_What to produce_: The response should contain every entry, reproduced exactly.

──────── Extracted information

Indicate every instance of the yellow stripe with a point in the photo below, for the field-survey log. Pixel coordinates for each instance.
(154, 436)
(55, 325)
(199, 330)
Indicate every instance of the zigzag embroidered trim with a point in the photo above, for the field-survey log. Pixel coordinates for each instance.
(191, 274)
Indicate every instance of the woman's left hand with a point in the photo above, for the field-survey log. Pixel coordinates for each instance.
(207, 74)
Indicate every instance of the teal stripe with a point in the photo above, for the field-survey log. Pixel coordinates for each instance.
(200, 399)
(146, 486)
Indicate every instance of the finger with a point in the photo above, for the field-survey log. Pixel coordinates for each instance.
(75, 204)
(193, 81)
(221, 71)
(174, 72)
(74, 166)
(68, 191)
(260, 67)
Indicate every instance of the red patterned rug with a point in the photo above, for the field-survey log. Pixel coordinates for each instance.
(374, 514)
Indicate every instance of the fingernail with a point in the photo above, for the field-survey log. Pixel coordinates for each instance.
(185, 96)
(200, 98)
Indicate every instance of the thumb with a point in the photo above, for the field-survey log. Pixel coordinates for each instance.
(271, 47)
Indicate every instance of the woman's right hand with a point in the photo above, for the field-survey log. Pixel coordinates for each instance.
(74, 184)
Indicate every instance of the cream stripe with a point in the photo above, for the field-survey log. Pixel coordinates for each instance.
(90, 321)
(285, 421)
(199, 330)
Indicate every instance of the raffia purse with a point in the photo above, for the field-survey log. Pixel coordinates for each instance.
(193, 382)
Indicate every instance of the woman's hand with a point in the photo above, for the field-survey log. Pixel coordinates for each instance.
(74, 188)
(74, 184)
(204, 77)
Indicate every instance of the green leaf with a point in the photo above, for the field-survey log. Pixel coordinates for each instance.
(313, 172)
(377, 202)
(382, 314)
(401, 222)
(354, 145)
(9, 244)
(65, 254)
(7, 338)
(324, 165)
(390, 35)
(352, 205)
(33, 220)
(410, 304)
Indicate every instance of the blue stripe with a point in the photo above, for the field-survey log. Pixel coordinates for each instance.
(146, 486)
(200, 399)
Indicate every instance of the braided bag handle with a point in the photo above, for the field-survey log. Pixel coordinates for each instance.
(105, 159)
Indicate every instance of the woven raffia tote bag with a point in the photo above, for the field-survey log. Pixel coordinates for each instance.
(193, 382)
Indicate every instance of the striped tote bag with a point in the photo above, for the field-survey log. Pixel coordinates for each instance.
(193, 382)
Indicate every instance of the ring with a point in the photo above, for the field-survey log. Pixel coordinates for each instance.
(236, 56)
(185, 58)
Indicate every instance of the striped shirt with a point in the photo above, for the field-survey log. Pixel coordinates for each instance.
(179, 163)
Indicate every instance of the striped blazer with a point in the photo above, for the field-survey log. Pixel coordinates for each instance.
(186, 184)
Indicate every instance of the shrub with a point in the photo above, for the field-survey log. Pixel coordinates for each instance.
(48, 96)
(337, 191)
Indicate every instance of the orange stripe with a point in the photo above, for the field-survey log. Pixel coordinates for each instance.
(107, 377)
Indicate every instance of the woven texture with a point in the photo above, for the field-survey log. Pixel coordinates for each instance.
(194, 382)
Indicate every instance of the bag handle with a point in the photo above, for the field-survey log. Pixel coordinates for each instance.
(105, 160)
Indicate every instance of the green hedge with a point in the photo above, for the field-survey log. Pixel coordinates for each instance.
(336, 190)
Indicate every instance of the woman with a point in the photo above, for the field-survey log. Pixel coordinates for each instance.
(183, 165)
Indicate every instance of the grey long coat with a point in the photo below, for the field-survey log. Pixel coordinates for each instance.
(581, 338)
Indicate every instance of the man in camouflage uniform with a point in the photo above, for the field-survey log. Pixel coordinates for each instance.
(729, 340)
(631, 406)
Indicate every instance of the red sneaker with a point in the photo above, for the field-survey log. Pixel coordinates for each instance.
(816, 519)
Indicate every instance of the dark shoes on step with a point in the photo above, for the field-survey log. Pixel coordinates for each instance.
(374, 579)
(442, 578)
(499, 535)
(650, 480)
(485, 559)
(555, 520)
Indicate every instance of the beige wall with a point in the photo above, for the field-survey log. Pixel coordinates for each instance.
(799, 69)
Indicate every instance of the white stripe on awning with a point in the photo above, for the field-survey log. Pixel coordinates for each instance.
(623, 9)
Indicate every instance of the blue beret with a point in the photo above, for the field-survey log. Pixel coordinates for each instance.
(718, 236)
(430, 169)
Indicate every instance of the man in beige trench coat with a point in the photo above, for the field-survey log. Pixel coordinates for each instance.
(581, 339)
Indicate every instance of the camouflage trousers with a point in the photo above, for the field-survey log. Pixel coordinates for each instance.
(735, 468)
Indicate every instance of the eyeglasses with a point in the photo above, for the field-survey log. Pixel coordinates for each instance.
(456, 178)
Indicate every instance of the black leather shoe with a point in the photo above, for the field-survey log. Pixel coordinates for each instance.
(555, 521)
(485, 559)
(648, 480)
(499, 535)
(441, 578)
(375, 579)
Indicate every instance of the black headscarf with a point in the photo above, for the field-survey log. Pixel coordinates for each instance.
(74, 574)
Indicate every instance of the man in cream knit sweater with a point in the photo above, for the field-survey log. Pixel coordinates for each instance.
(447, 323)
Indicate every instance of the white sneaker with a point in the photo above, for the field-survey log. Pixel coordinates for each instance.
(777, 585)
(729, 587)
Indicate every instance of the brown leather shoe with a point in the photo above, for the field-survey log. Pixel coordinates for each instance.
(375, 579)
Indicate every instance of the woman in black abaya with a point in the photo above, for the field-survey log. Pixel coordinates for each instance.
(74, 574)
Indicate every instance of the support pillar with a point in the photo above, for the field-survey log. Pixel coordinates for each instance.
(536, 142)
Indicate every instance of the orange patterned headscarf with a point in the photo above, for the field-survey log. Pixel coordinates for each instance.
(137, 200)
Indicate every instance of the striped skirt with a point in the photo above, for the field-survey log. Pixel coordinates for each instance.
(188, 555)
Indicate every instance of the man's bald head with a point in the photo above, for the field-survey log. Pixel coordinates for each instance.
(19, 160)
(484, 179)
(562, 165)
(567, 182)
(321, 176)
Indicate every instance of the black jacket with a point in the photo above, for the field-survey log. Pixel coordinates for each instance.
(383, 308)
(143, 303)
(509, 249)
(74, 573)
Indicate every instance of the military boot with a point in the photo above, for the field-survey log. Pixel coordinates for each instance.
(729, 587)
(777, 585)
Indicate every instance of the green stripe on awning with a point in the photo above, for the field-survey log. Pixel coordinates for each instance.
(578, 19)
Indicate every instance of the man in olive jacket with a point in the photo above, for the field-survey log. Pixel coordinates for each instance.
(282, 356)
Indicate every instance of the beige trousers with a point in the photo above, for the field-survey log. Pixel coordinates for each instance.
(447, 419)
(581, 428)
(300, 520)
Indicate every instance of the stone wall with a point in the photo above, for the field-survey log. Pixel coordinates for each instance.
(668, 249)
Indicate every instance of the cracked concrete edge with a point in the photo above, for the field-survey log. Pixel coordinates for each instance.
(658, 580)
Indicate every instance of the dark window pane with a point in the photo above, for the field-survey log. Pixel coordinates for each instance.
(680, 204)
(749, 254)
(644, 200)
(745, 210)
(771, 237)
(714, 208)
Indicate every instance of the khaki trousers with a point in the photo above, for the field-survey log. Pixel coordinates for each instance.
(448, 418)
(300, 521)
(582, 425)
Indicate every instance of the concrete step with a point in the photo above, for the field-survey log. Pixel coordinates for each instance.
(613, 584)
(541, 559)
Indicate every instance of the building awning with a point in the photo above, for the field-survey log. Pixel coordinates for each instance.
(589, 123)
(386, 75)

────────────────

_Reply_:
Indicate every instance of the yellow stripe with a point in the photo below, for the field-survey log. Pixel coordinates for each instance.
(154, 436)
(55, 325)
(199, 330)
Indicate every instance of the zigzag embroidered trim with a point in the photo above, for the field-survey log. Pixel coordinates for each instance.
(191, 274)
Indicate every instance of the woman's left hand with a point in the photo above, for the field-survey log. Pixel coordinates for each instance.
(207, 74)
Indicate every instance of the teal stripe with a point in the photo above, for the field-survey log. Pixel coordinates for each instance.
(200, 399)
(146, 486)
Indicate every instance of the finger with a point in the photo above, for the field-survey log. Pixel coordinates for each instance.
(75, 204)
(193, 81)
(221, 71)
(174, 72)
(74, 166)
(68, 191)
(260, 67)
Indicate every instance of the red patterned rug with a point in the photo above, for the field-survey log. Pixel coordinates for each instance.
(374, 514)
Indicate every instance of the fingernail with a point in the photo above, for the field-survey log. Pixel coordinates for each instance.
(185, 96)
(200, 98)
Indicate every instance of the thumb with a point in the photo above, for the field-survey log. Pixel coordinates for each instance.
(271, 47)
Indicate every instance of the woman's right hand with a point in the photo above, for the field-survey log. Pixel coordinates for each instance.
(74, 184)
Indicate every instance of the cream stripe with a point in the photo above, for the field-survey log. Pixel coordinates for each instance.
(90, 321)
(285, 421)
(199, 330)
Indicate every instance of the raffia purse with a point in the photo above, for the field-survey log. Pixel coordinates for each instance.
(193, 382)
Indicate every instance of the woman's hand with a point in the photo above, for the field-survey log. Pixel coordinates for each instance.
(74, 188)
(74, 184)
(204, 77)
Indicate every instance of the green leaf with a point in the photo above, for the field-survey log. Pixel coordinates for each instance.
(313, 172)
(377, 202)
(382, 314)
(401, 222)
(354, 145)
(9, 244)
(65, 254)
(7, 338)
(324, 165)
(390, 35)
(352, 205)
(33, 220)
(410, 304)
Indicate every instance of the blue stripe with a point in the photo above, for the field-survey log. Pixel coordinates for each instance.
(146, 486)
(200, 399)
Indicate every instance of the braided bag handle with a point in the photo above, for the field-survey log. Pixel coordinates for each instance.
(105, 159)
Indicate every instance of the woven raffia tote bag with a point in the photo above, for the field-survey log. Pixel coordinates for each instance.
(193, 382)
Indicate every instance of the striped tote bag with a point in the photo above, for the field-survey log. Pixel coordinates for each instance.
(193, 382)
Indicate every instance of the ring with a point in the photo above, for the field-survey log. Pixel coordinates for each instance.
(236, 56)
(185, 58)
Indicate every instance of the striped shirt with a point in the photo above, for the field-survey log. Pixel coordinates for each instance.
(179, 163)
Indicate every instance of the striped blazer with a point in the photo above, for the field-survey log. Pixel coordinates for each instance.
(186, 184)
Indicate every instance of the shrub with a point in the photo above, for the field-survey log. Pixel coordinates for each instance.
(48, 96)
(337, 191)
Indicate every instance of the orange stripe with a point in the photo above, for the field-survey log. Pixel coordinates for each instance.
(107, 377)
Indicate every instance of the woven texture with a point in the photo above, for the field-survey log. Pixel coordinates for each instance.
(194, 382)
Indicate every instance of the bag handle with a point in the photo above, for the field-survey log. Pixel coordinates for each instance.
(105, 160)
Indicate every instance of the green hedge with a point in the photo above, for the field-survey log. Pixel coordinates for each instance.
(336, 190)
Indicate every instance of the woman with a point in the photo above, for the field-survey log. Pixel coordinates for each instance.
(183, 165)
Indicate every instance of the grey long coat with a point in the photo below, for the field-survey log. Pixel coordinates for each instance.
(581, 338)
Indicate every instance of the man in camouflage uniform with a point in the photo above, for the field-survey log. Pixel coordinates for each instance.
(729, 340)
(631, 406)
Indicate every instance of the red sneaker with a point in the photo above, for the field-survey log. Pixel coordinates for each instance.
(816, 519)
Indicate every instance of the dark shoes on step with a point in the photo above, for the field-survey log. Pixel coordinates for each instance.
(374, 579)
(442, 578)
(499, 535)
(650, 480)
(485, 559)
(555, 520)
Indicate every instance of the beige wall with a point in the photo above, for the field-survey log. Pixel coordinates for each instance.
(799, 69)
Indicate every instance of the white stripe on awning with a point in the photo above, for the field-survey log. Pixel coordinates for each instance.
(623, 9)
Indicate every instance of the blue beret with a point in the photo above, for the field-survey log. Pixel coordinates for each instance.
(718, 236)
(430, 169)
Indicate every instance of the man in beige trench coat with a point in the photo above, for the field-survey log. Pixel coordinates for each instance.
(581, 339)
Indicate every instance of the camouflage trousers with a point in the photo above, for the field-survey log. Pixel coordinates for each instance.
(735, 468)
Indicate every instance of the eyeglasses with a point in the photo above, for the field-survey log. Pixel coordinates for each instance.
(456, 178)
Indicate every instance of the black leather shoe with a point in the photo above, for the field-survey log. Pixel coordinates for each instance.
(555, 521)
(485, 559)
(648, 480)
(499, 535)
(441, 578)
(375, 579)
Indicate every instance of the black headscarf with a point in the photo above, for the field-survey log. Pixel coordinates for each instance.
(74, 574)
Indicate every instance of the man in cream knit sweater with a point in the photo above, for the field-survey log. Pixel coordinates for each instance.
(447, 323)
Indicate every instance of the white sneaker with a point in the photo above, for the field-survey log. Pixel coordinates for each instance.
(777, 585)
(729, 587)
Indicate every instance of the brown leather shoe with a point in the photo above, for the field-survey log. Pixel coordinates for each instance.
(375, 579)
Indicate every instance of the woman in black abaya with a point in the photo above, for the field-survey log. Pixel coordinates for each instance.
(74, 574)
Indicate every instance of the support pillar with a point in the photo above, for the field-survey log. Pixel coordinates for each instance.
(536, 142)
Indicate every instance of the orange patterned headscarf with a point in the photo above, for the field-survey log. Pixel coordinates for each instance.
(137, 200)
Indicate every instance of the striped skirt with a point in the photo above, for the field-survey log. Pixel coordinates for each instance.
(188, 555)
Indicate every instance of the man's bald head with a point in the photo above, for the field-survey log. Pixel coordinates for each instance.
(19, 160)
(484, 179)
(562, 165)
(567, 182)
(321, 176)
Indicate every instance of the black jacket with a point in the photo above, for the field-survey log. Pixel coordinates for each instance.
(383, 308)
(143, 303)
(509, 249)
(74, 573)
Indicate every instance of the military boot with a point in the photo above, for the field-survey log. Pixel coordinates for each instance.
(729, 587)
(777, 585)
Indicate every instance of the green stripe on awning with a point in the photo above, for the field-survey log. Pixel coordinates for each instance.
(578, 19)
Indicate every instance of the man in olive jacket with a point in the photo above, for the field-survey log. Pixel coordinates for each instance.
(282, 356)
Indicate every instance of the beige trousers with a point in the photo above, for the field-survey log. Pixel coordinates for each instance.
(447, 419)
(581, 428)
(300, 520)
Indicate every instance of the stone wall with a point in the photo above, for the field-survey log. Pixel coordinates for each instance.
(668, 249)
Indicate every instance of the cracked concrete edge with a point in the photo above, for the field-survey log. Pixel coordinates for each instance.
(658, 580)
Indicate every instance of the dark window pane with a point in the photo above, for the field-survey log. Pixel coordinates for each instance.
(680, 204)
(749, 254)
(644, 200)
(745, 210)
(771, 237)
(714, 208)
Indicate every instance of the khaki trousers with a point in the photo above, for the field-survey log. Pixel coordinates for each instance.
(448, 418)
(300, 521)
(582, 425)
Indicate every instance of the concrete step with a point in the photo above, for the field-survey log. Pixel coordinates for each instance.
(613, 584)
(541, 559)
Indicate every instance of the building awning with a point in the photo above, for the field-survey log. Pixel coordinates for each instance.
(589, 123)
(386, 75)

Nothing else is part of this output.